◆ **Aufgabe**: Schreib aus dem Text zur Firmenübergabe das Stück von „Tipps von Fachanwälten: 7“ bis „die Geschäftsführung eintreten.“ Wort für Wort ab.

◆ **Ausgewählter Text**:
= = =

Tipps von Fachanwälten: 7 typische Fehler bei der Firmenübergabe – und wie Sie sie vermeiden


Eine der fundamentalsten Weichenstellungen betrifft die Entscheidung zwischen interner Nachfolge (Familie oder Mitarbeiter) und externer Nachfolge (Verkauf an Dritte). Diese Entscheidung bestimmt den gesamten weiteren Prozess und sollte frühzeitig getroffen werden.
Aktuell übergeben Unternehmer etwa 53 Prozent der Firmen an Familienmitglieder, verkaufen 29 Prozent an externe Käufer und übertragen etwa 18 Prozent an Führungskräfte oder Mitarbeiter. Ein weiterer wichtiger Aspekt: Unternehmer müssen klar unterscheiden zwischen der Nachfolge in der Führung und der Nachfolge als Gesellschafter – nicht jedes Familienmitglied, das Anteile erbt, muss auch in die Geschäftsführung eintreten.

= = =

◆ **Datensatz**:
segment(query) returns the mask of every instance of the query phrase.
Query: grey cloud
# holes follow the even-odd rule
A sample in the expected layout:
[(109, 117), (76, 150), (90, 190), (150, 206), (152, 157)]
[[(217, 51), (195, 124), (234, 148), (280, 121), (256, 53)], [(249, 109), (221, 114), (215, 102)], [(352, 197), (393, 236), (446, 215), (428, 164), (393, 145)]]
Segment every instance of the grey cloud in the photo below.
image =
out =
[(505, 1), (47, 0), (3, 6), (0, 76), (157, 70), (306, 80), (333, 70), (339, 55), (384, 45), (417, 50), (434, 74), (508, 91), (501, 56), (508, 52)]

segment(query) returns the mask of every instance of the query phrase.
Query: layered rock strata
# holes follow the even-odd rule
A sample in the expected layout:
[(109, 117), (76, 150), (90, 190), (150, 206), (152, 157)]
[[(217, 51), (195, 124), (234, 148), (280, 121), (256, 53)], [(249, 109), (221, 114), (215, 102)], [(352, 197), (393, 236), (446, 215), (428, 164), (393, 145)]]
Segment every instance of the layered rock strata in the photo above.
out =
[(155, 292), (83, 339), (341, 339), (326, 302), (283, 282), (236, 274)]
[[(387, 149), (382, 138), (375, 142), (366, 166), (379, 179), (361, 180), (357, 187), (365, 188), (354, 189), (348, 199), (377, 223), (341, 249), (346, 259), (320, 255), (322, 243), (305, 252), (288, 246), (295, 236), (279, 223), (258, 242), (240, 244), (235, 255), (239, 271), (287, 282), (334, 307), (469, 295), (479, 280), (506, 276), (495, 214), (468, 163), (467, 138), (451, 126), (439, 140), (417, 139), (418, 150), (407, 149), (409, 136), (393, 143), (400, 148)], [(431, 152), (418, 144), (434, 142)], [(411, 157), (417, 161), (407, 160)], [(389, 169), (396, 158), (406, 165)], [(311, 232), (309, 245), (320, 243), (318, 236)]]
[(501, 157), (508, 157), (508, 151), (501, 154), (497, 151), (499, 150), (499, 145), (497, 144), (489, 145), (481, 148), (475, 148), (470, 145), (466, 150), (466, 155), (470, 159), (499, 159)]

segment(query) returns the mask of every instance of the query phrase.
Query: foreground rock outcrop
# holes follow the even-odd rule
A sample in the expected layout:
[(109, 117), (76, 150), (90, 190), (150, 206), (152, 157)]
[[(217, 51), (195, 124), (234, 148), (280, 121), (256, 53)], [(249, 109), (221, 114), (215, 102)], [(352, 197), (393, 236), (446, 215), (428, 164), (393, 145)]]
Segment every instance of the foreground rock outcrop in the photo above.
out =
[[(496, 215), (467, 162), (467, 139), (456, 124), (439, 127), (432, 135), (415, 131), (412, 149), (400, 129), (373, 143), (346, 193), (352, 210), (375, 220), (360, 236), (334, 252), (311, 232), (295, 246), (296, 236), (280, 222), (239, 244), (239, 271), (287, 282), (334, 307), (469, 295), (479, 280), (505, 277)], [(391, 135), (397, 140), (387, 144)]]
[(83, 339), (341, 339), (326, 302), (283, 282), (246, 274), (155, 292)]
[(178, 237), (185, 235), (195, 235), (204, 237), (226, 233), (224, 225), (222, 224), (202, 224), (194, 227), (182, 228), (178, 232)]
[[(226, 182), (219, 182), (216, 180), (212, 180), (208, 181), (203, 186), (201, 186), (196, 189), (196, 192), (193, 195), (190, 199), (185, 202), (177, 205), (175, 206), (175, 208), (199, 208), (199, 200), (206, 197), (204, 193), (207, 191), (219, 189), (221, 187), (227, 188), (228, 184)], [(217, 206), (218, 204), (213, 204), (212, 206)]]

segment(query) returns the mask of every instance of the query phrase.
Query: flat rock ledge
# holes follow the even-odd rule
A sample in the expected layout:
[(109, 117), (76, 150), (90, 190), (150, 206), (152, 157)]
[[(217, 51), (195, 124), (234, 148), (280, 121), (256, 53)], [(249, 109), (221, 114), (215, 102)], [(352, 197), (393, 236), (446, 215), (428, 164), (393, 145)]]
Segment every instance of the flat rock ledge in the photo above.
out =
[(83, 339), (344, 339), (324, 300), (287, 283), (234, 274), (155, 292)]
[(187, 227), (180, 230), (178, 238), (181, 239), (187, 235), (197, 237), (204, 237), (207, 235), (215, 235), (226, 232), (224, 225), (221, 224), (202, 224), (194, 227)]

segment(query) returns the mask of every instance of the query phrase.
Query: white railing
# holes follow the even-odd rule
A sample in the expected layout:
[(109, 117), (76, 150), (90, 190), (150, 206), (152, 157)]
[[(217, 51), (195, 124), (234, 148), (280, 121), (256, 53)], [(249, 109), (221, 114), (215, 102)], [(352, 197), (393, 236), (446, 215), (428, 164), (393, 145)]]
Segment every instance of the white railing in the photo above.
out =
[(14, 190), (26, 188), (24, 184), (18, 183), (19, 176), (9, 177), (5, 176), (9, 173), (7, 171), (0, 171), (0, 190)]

= = =

◆ **Lösung**:
Tipps von Fachanwälten: 7 typische Fehler bei der Firmenübergabe – und wie Sie sie vermeiden


Eine der fundamentalsten Weichenstellungen betrifft die Entscheidung zwischen interner Nachfolge (Familie oder Mitarbeiter) und externer Nachfolge (Verkauf an Dritte). Diese Entscheidung bestimmt den gesamten weiteren Prozess und sollte frühzeitig getroffen werden.
Aktuell übergeben Unternehmer etwa 53 Prozent der Firmen an Familienmitglieder, verkaufen 29 Prozent an externe Käufer und übertragen etwa 18 Prozent an Führungskräfte oder Mitarbeiter. Ein weiterer wichtiger Aspekt: Unternehmer müssen klar unterscheiden zwischen der Nachfolge in der Führung und der Nachfolge als Gesellschafter – nicht jedes Familienmitglied, das Anteile erbt, muss auch in die Geschäftsführung eintreten.